EXCERPTED PASSAGE
----

In syngeneic mouse models, a cycle of anti-CD25 treatment produced anticancer responses that were comparable to those reported with anti–PD-1 therapy. Moreover, this therapeutic approach was also found to be highly synergistic when combined with anti–PD-1 agents.3
Other photoimmunotherapeutic agents beyond RM-1995 have been developed with the Illuminox platform, which is a technology that is comprised of a drug, device, and other associated components.
For example, the photoimmunotherapy RM-1929 (cetuximab sarotalocan), with is comprised of IR700 conjugated with cetuximab (Erbitux), is under investigation in heavily pretreated patients with HNSCC as part of a phase 1/2 trial (NCT02422979).4
The trial enrolled patients with histologically confirmed, recurrent HNSCC that could not satisfactorily be treated with surgery, radiotherapy, or platinum chemotherapy; these patients had to have no other standard-of-care options available to them. Moreover, patients needed to be at least 18 years of age, have an ECOG performance status of 0 to 2, a life expectancy of longer than 4 months, and have previously received systemic platinum-based chemotherapy for recurrent disease, unless contraindicated or not recommended.
If patients had a history of significant cetuximab infusion reactions, a tumor invading a major blood vessel, or impaired hepatic or renal function, they were excluded.
Investigators administered a challenge dose of cetuximab at 100 mg to evaluate patient tolerability to the photoimmunotherapy. Intravenous dexamethasone and d-chlorpheniramine were used as pretreatment to reduce the risk of hypersensitivity.
Those who did not experience grade 3 or higher toxicity with the cetuximab challenge subsequently received a single treatment of RM-1929 at 640 mg/m2. Illumination of the tumor was done at 24 hours plus or minus 4 hours following infusion to allow the opportunity for drug distribution within the tumor.
A frontal diffuser was used to apply red light for surface light treatment of superficial tumors that were defined as being less than 1 cm thick, or a cylindrical light diffuser was used for interstitial placement of the diffuser into tumors that were 1 cm or deeper. Light was applied at an irradiation of 150 mW/cm2 for surface illumination and fluence rate of 400 mW/cm diffuser length for interstitial illumination.

----

INFORMATION GIVEN
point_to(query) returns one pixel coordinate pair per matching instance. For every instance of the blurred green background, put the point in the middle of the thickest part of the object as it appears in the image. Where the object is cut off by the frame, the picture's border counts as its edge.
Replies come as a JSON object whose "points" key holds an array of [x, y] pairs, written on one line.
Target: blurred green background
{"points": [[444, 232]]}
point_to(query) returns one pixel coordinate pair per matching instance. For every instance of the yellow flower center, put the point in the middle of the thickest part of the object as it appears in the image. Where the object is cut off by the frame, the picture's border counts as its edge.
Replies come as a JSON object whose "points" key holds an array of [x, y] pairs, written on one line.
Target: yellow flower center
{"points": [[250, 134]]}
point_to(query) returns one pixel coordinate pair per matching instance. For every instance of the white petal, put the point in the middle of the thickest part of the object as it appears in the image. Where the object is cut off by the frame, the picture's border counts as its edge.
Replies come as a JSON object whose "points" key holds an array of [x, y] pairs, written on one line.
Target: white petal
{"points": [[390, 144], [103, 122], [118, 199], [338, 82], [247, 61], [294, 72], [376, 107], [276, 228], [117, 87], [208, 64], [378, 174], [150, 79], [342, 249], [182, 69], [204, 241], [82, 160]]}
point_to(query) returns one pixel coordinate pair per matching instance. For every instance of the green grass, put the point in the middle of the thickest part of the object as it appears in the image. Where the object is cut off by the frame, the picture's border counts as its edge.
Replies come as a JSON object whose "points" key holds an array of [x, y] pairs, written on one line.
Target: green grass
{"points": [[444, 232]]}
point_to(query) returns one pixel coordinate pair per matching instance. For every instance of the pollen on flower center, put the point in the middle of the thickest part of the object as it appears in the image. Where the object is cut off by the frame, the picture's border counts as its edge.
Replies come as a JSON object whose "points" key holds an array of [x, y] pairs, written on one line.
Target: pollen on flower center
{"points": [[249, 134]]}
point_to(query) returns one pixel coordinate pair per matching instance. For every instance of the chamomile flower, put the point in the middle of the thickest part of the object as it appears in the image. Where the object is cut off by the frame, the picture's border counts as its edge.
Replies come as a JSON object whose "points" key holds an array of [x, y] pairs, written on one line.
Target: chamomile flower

----

EXERCISE SET
1/ List each condition that the photoimmunotherapy passage says excluded patients from the RM-1929 trial.
2/ Pick up the photoimmunotherapy passage after its last sentence and continue writing it.

RESPONSES FOR EACH TASK
1/
- A history of significant cetuximab infusion reactions
- A tumor invading a major blood vessel
- Impaired hepatic or renal function

2/
The primary objective of the trial was to examine the safety of a single treatment cycle of the photoimmunotherapy in Japanese patients with recurrent HNSCC. Safety was examined by monitoring dose-limiting toxicities. Important secondary objectives included tumor response, pharmacokinetics, and immunogenicity.
All 3 patients enrolled to the trial were female and had a favorable ECOG performance status. Moreover, all patients did not respond to 3 or more prior lines of therapy, which included radiation, chemotherapy, cetuximab, and immunotherapy.
Results indicated that 2 patients achieved an objective response to treatment, both in the form of a partial response. The third patients experienced progressive disease following treatment with RM-1929.
Regarding safety, all patients experienced at least 1 treatment-emergent adverse effects (TEAE) although none were determined to be dose limiting. The most frequently experienced TEAE was application-site pain, and this was observed in all patients. However, this toxicity resolved within the 4-week study period. Localized edema was also a common toxicity; 1 patient experienced application-site edema, 1 experienced face edema, and 1 experienced localized edema. These events were noted to be mild in severity and to have resolved within 1 week of onset.